ASSIGNED TASK →
Entries follow. Set all of them down as they stand.

SOURCE MATERIAL →
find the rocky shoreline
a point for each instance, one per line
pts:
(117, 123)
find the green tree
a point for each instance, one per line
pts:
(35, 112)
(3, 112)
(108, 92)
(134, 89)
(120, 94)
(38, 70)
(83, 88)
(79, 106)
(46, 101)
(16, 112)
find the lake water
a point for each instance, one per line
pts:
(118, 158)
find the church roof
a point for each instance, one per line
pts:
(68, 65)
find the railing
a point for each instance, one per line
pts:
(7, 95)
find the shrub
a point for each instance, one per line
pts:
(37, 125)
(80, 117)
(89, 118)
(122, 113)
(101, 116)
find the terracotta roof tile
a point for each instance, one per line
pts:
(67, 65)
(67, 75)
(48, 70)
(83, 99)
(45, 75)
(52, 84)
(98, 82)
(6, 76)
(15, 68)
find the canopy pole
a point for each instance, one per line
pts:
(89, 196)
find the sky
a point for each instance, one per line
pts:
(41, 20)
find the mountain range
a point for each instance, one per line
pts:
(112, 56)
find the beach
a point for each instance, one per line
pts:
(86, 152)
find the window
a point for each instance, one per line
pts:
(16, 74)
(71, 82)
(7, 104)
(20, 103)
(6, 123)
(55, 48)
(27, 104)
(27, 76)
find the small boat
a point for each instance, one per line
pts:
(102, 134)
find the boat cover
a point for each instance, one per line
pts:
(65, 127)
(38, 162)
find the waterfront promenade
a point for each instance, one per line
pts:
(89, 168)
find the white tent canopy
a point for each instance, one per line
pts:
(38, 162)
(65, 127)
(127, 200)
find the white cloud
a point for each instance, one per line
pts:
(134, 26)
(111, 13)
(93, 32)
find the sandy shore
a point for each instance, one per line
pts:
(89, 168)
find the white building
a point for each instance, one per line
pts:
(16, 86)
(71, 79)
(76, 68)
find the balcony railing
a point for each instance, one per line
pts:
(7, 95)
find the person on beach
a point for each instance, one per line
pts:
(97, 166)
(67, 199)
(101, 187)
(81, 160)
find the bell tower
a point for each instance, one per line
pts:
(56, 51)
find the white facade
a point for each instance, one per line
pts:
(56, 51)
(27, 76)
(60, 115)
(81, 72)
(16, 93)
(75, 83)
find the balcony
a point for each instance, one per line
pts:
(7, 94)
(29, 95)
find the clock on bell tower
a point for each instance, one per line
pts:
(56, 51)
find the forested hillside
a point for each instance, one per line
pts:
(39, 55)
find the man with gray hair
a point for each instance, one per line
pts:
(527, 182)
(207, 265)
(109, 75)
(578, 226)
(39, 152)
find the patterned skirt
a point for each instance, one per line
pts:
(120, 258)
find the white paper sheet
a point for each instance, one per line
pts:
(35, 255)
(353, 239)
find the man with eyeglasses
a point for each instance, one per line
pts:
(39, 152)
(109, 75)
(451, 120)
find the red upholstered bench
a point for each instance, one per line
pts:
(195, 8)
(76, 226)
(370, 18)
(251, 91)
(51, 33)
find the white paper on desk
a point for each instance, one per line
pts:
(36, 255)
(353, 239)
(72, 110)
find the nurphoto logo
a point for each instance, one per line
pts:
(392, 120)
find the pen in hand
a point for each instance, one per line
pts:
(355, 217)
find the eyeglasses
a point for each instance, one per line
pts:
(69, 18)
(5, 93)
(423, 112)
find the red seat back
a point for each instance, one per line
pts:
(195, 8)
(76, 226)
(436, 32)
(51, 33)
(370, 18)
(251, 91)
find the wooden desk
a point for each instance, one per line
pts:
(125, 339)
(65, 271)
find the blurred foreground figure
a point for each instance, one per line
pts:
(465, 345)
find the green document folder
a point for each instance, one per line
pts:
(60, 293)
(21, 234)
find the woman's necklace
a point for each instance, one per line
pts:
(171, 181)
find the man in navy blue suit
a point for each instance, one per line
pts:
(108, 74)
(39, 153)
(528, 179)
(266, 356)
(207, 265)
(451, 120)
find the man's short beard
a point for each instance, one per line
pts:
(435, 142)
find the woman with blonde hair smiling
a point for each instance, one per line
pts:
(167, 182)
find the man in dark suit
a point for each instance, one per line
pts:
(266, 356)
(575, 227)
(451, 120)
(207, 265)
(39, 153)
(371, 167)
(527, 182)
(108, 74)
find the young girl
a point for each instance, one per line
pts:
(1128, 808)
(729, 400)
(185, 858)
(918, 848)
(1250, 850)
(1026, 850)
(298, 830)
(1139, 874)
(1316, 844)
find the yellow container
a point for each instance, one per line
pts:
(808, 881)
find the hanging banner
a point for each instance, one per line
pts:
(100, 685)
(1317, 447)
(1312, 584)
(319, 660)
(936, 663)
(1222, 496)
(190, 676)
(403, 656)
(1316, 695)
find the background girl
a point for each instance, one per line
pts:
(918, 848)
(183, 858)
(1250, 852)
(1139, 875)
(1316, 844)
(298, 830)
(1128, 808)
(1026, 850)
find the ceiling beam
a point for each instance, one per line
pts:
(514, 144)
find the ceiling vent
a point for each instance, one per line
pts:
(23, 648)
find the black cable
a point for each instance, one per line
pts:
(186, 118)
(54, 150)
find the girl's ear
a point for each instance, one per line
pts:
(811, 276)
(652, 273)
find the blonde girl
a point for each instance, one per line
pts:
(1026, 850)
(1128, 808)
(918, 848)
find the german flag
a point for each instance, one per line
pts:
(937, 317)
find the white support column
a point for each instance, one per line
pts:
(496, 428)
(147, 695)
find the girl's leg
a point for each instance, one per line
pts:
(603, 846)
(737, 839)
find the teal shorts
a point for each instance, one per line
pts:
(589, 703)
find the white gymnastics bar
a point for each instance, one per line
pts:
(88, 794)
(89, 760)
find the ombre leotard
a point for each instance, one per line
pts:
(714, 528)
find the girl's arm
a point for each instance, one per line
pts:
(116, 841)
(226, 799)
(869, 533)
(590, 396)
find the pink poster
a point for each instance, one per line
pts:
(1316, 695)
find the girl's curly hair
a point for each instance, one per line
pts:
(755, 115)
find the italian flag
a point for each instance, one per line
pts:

RESPONSE TO THIS EXERCISE →
find the rocky shoreline
a point for each instance, one per line
pts:
(117, 123)
find the green tree
a point for each instance, one per line
pts:
(35, 112)
(3, 112)
(108, 92)
(134, 89)
(120, 94)
(38, 70)
(83, 88)
(79, 106)
(46, 101)
(16, 112)
find the lake water
a point for each instance, one per line
pts:
(118, 158)
find the church roof
a point for each instance, one per line
pts:
(68, 65)
find the railing
a point for each instance, one per line
pts:
(7, 95)
find the shrub
a point for each instance, one per line
pts:
(37, 125)
(80, 117)
(89, 118)
(122, 113)
(101, 116)
find the terracotta roof tile
a point for each instance, one per line
pts:
(67, 65)
(67, 75)
(48, 70)
(83, 99)
(45, 75)
(52, 84)
(98, 82)
(6, 76)
(15, 68)
find the canopy pole
a point for each instance, one per line
pts:
(89, 196)
find the sky
a point for each instance, one per line
pts:
(41, 20)
find the mountain range
a point for each instance, one per line
pts:
(112, 56)
find the beach
a point for each instance, one per line
pts:
(86, 152)
find the window
a point for each instance, one per line
pts:
(16, 74)
(71, 82)
(7, 104)
(20, 103)
(6, 123)
(55, 48)
(27, 104)
(27, 76)
find the small boat
a point for each instance, one per line
pts:
(102, 134)
find the boat cover
a point for each instance, one per line
pts:
(65, 127)
(38, 162)
find the waterfront promenade
a point for each instance, one per line
pts:
(89, 168)
find the white tent canopy
a point for each instance, one per line
pts:
(38, 162)
(65, 127)
(127, 200)
find the white cloud
a point for each instance, one per line
pts:
(134, 26)
(111, 13)
(93, 32)
find the sandy shore
a point for each instance, one per line
pts:
(89, 168)
find the white building
a point for each instance, one per line
pts:
(16, 86)
(71, 79)
(76, 68)
find the balcony railing
a point for each instance, one per line
pts:
(7, 95)
find the person on beach
a point for each instance, one per line
pts:
(97, 166)
(67, 199)
(101, 187)
(81, 160)
find the bell tower
a point for each instance, one per line
pts:
(56, 51)
find the white facade
a point for each instance, one per line
pts:
(56, 51)
(27, 76)
(60, 115)
(81, 72)
(16, 93)
(75, 83)
find the balcony
a point for each instance, one per line
pts:
(7, 94)
(29, 95)
find the clock on bell tower
a point for each instance, one per line
pts:
(56, 51)
find the forested hillside
a point for each instance, one per line
pts:
(39, 55)
find the man with gray hair
a point for each instance, one per line
pts:
(527, 182)
(207, 265)
(109, 75)
(578, 226)
(39, 152)
find the patterned skirt
a point for each instance, one per line
pts:
(120, 258)
find the white paper sheet
a point for each instance, one per line
pts:
(35, 255)
(353, 239)
find the man with eyeglasses
a point for each instance, one per line
pts:
(39, 152)
(109, 75)
(451, 120)
find the red upholstered bench
a point for each instance, one per line
pts:
(195, 8)
(76, 226)
(370, 18)
(251, 91)
(51, 33)
find the white paper on desk
a point for each instance, one per line
pts:
(36, 255)
(353, 239)
(72, 110)
find the nurphoto logo
a point for each instance, one per line
pts:
(392, 120)
find the pen in hand
a point for each instance, one per line
pts:
(355, 217)
find the eyeglasses
a point for each instance, one per line
pts:
(69, 18)
(5, 93)
(423, 112)
find the red seat back
a point for each instance, one per line
pts:
(195, 8)
(76, 226)
(436, 32)
(51, 33)
(370, 18)
(251, 91)
find the wooden desk
a point for each instance, one per line
pts:
(125, 339)
(65, 271)
find the blurred foreground figure
a point for each instance, one per line
pts:
(465, 345)
find the green document folder
a point for each instance, one per line
pts:
(60, 293)
(21, 234)
find the woman's necklace
a point for each instance, one per line
pts:
(171, 181)
find the man in navy blue suit
a point for each instance, one per line
pts:
(108, 74)
(39, 153)
(528, 179)
(266, 356)
(207, 265)
(451, 120)
find the man's short beard
a point for each instance, one per line
pts:
(435, 142)
find the woman with blonde hair smiling
a point for each instance, one per line
pts:
(167, 182)
find the man in dark suit
a point for each instance, one per line
pts:
(266, 356)
(575, 227)
(451, 120)
(207, 265)
(39, 153)
(371, 167)
(527, 182)
(108, 74)
find the young girl
a point for each instance, one per line
pts:
(1128, 808)
(729, 400)
(185, 858)
(918, 848)
(1250, 850)
(1026, 850)
(298, 830)
(1139, 874)
(1316, 844)
find the yellow container
a point for each instance, one per line
pts:
(808, 881)
find the hanging banner
a point for each instance, one per line
pts:
(100, 685)
(1317, 447)
(1312, 584)
(319, 660)
(936, 663)
(1222, 496)
(190, 676)
(403, 656)
(1316, 695)
find the background girl
a point for each instance, one per line
pts:
(918, 848)
(183, 858)
(1250, 852)
(1139, 875)
(1316, 844)
(298, 830)
(1128, 808)
(1026, 850)
find the ceiling beam
a point for each instance, one per line
pts:
(514, 144)
find the ceiling vent
a point for each instance, one per line
pts:
(23, 648)
find the black cable
a point for each instance, one per line
pts:
(186, 118)
(54, 150)
find the girl's ear
a point for each instance, one per line
pts:
(811, 276)
(652, 273)
find the blonde girl
a point for each instance, one per line
pts:
(1026, 850)
(1128, 808)
(918, 848)
find the german flag
a point for each instance, one per line
pts:
(937, 317)
find the white support column
a point for each instance, one per line
pts:
(496, 428)
(147, 695)
find the girl's leg
a point for each instance, one per line
pts:
(603, 846)
(737, 839)
find the teal shorts
a point for each instance, one per line
pts:
(589, 703)
find the white gymnastics bar
a point for each instance, one per line
pts:
(88, 794)
(89, 760)
find the ombre leotard
a point for each instance, one per line
pts:
(714, 528)
find the girl's arm
a point for each instance, one per line
pts:
(116, 841)
(226, 799)
(869, 533)
(590, 396)
find the pink poster
a point for each instance, one per line
pts:
(1316, 695)
find the girl's curly hair
a point for each instance, one per line
pts:
(755, 115)
find the italian flag
a point for each instance, one per line
pts:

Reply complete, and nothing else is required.